» Stated exercise
Reproduce the material below verbatim, from the line containing "point: the shingle" through the last line of the material, with both of those lines included.

» Recorded data

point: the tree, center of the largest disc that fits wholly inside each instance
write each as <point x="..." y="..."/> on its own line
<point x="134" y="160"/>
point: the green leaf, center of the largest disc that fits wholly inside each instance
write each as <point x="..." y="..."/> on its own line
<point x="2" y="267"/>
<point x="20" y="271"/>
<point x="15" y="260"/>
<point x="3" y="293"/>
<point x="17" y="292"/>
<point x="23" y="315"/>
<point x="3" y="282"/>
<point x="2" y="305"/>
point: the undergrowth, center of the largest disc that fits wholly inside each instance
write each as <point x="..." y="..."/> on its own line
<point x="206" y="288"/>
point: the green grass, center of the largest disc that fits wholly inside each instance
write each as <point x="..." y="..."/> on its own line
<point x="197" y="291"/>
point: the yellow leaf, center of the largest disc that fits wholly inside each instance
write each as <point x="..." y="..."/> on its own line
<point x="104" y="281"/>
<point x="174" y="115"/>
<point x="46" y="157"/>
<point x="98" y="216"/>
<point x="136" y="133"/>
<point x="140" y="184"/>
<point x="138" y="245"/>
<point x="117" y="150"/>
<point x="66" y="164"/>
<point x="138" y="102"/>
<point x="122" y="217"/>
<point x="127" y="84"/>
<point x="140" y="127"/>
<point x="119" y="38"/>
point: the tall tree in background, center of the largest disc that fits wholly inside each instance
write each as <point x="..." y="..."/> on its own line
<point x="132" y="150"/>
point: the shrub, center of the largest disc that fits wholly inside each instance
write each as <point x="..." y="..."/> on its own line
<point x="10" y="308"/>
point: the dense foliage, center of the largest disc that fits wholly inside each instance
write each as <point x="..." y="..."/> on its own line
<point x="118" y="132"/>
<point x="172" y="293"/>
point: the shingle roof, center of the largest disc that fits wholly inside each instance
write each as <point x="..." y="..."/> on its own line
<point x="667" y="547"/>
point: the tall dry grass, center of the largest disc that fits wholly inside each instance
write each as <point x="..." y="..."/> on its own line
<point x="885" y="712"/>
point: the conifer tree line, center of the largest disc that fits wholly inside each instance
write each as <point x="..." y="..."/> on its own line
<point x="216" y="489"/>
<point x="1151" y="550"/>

» Result
point: the shingle roof, center of the largest disc that fits wholly inside each instance
write each as <point x="..." y="..."/> on its own line
<point x="667" y="547"/>
point: the tall dry grass, center of the largest disc that fits wholly inside each instance
write each as <point x="..." y="..."/> on its own line
<point x="885" y="712"/>
point: the conifer tree line, center of the largest disc that fits wholly inside each instance
write each as <point x="..." y="..."/> on its own line
<point x="216" y="489"/>
<point x="1151" y="550"/>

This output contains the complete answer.